[Position annotation records]
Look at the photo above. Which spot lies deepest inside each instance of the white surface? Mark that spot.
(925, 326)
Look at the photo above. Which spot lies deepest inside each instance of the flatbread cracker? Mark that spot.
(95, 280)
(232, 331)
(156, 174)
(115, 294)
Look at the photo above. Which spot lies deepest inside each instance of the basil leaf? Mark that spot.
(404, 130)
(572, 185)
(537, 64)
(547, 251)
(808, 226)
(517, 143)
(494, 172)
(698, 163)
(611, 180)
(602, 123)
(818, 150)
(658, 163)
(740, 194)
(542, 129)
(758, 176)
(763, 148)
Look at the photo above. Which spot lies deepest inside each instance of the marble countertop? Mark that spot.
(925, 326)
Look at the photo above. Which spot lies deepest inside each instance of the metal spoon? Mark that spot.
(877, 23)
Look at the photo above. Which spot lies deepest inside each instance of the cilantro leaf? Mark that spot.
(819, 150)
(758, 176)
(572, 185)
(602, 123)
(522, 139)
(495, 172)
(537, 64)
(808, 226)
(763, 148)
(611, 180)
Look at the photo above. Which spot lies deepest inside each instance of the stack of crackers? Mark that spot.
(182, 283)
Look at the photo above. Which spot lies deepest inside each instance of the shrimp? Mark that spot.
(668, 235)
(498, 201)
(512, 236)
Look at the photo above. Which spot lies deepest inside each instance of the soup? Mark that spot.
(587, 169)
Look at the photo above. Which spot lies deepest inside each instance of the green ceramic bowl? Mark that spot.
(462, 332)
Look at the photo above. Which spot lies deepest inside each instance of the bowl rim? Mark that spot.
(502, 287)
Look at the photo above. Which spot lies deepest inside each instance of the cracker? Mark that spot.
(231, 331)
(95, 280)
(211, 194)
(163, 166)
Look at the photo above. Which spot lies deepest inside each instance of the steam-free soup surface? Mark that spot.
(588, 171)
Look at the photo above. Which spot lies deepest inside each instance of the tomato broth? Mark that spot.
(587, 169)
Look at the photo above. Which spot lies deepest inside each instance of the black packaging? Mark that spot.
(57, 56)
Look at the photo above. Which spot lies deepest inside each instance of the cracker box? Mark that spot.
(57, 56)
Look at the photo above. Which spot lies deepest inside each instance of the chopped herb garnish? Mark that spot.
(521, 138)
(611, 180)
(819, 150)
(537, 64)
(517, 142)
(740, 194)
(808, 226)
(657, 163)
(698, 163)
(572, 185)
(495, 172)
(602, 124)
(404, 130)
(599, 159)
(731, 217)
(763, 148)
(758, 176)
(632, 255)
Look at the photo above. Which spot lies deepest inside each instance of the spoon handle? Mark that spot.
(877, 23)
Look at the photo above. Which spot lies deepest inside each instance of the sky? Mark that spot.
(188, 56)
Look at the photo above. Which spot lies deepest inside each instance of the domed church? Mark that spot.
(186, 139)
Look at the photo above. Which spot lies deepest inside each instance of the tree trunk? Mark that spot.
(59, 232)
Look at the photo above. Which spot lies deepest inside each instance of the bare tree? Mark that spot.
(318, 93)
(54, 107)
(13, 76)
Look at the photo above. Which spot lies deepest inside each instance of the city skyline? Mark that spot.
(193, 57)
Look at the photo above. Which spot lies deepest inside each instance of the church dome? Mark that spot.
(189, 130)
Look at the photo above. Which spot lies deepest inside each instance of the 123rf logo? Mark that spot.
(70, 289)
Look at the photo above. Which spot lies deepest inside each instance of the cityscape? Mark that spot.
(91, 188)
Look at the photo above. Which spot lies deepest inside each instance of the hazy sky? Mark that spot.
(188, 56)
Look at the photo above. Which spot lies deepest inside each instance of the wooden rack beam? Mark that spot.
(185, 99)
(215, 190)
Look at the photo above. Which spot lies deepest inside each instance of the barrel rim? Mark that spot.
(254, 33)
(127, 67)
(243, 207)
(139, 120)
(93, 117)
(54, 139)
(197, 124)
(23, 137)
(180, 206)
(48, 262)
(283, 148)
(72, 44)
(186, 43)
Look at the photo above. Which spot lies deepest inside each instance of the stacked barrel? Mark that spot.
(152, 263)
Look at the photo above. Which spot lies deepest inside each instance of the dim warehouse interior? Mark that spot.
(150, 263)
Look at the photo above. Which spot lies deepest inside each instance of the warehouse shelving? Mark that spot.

### What you need to do
Repeat the records above exactly, from the first line to the last.

### Solved exercise
Look at the photo above. Which spot lies deepest inside each instance of the white surface? Mark that spot.
(925, 326)
Look at the photo above. Which spot lies deepest inside each instance of the flatbread cracker? Mark that spot.
(95, 280)
(232, 331)
(156, 174)
(115, 294)
Look at the photo above. Which spot lies deepest inside each instance of the basil leaf? Mark that spot.
(404, 130)
(572, 185)
(537, 64)
(547, 251)
(808, 226)
(517, 143)
(494, 172)
(698, 163)
(611, 180)
(602, 123)
(818, 150)
(658, 163)
(740, 194)
(542, 129)
(758, 176)
(763, 148)
Look at the photo above. Which spot lies deepest inside each instance of the marble countertop? Mark that spot.
(925, 326)
Look at the photo above. Which spot lies deepest inside each instance of the metal spoon? Mark that spot.
(877, 23)
Look at the photo above. Which spot lies deepest inside each instance of the cilantro leaf? Mark that spot.
(819, 150)
(758, 176)
(572, 185)
(602, 123)
(522, 139)
(495, 172)
(537, 64)
(808, 226)
(763, 148)
(611, 180)
Look at the photo above. Which spot lies deepest inside each instance of the stack of crackers? Mark that spot.
(182, 283)
Look at the photo above. Which spot lies deepest inside each instance of the shrimp? Mark that spot.
(668, 235)
(498, 201)
(512, 236)
Look at the photo above. Which spot lies deepest inside each instance of the soup? Mark that spot.
(587, 169)
Look at the photo above. Which spot lies deepest inside each instance of the green ceramic bowl? Mark that spot.
(462, 332)
Look at the photo above. Which spot lies deepest inside each instance of the bowl rim? Mark that spot.
(502, 287)
Look at the photo above. Which spot lies deepest inside each instance of the cracker? Mark that spot.
(231, 331)
(95, 280)
(211, 194)
(163, 166)
Look at the photo above. Which spot lies deepest inside each instance of the steam-free soup surface? Mark that spot.
(588, 171)
Look at the photo above. Which spot lies deepest inside each instance of the tomato broth? Mark that spot.
(587, 169)
Look at the photo above. Which spot lies deepest inside each instance of the black packaging? Mark that spot.
(57, 56)
Look at the photo above. Which spot lies deepest inside each instance of the cracker box? Mark that spot.
(57, 56)
Look at the photo above. Which spot lies deepest inside each instance of the chopped herb garnish? Mark that spot.
(521, 138)
(611, 180)
(819, 150)
(537, 64)
(517, 142)
(740, 194)
(808, 226)
(657, 163)
(698, 163)
(572, 185)
(495, 172)
(602, 124)
(404, 130)
(599, 159)
(731, 217)
(763, 148)
(758, 176)
(632, 255)
Look at the photo above. Which spot lies deepest inside each instance of the spoon handle? Mark that spot.
(877, 23)
Look at the photo above. Which spot lies deepest inside each instance of the sky? Mark that spot.
(188, 56)
Look at the photo above. Which spot lies deepest inside each instance of the domed church? Mark that spot.
(186, 139)
Look at the photo above. Which spot lies deepest inside each instance of the tree trunk? Mark that spot.
(59, 232)
Look at the photo above. Which spot lies deepest inside each instance of the bare tree? Mark that spot.
(318, 93)
(54, 107)
(13, 76)
Look at the photo above. Which spot lies deepest inside each instance of the city skyline? Mark that spot.
(193, 57)
Look at the photo above. Which spot lies deepest inside each instance of the church dome? Mark that spot.
(189, 130)
Look at the photo above. Which spot lies deepest inside each instance of the 123rf logo? Mark that spot.
(70, 289)
Look at the photo above. Which spot lies deepest inside each instance of the cityscape? Mark that spot.
(91, 188)
Look at the photo above. Which spot lies deepest inside each instance of the hazy sky? Mark that spot.
(188, 56)
Look at the photo above. Which spot lies deepest inside each instance of the wooden rack beam? Mark that spot.
(185, 99)
(215, 190)
Look at the photo above. Which spot lies deepest inside each instance of the barrel rim? Mark that spot.
(254, 33)
(127, 67)
(243, 207)
(139, 120)
(93, 117)
(54, 139)
(197, 124)
(23, 137)
(180, 206)
(48, 262)
(283, 148)
(72, 44)
(186, 43)
Look at the photo above. Which spot lies deepest inside each instance of the stacked barrel? Mark that spot.
(152, 263)
Look at the photo above. Which spot lies deepest inside each instance of the dim warehouse interior? Mark that spot.
(150, 263)
Look at the photo above. Which spot lies deepest inside each instance of the warehouse shelving? Mark that spot.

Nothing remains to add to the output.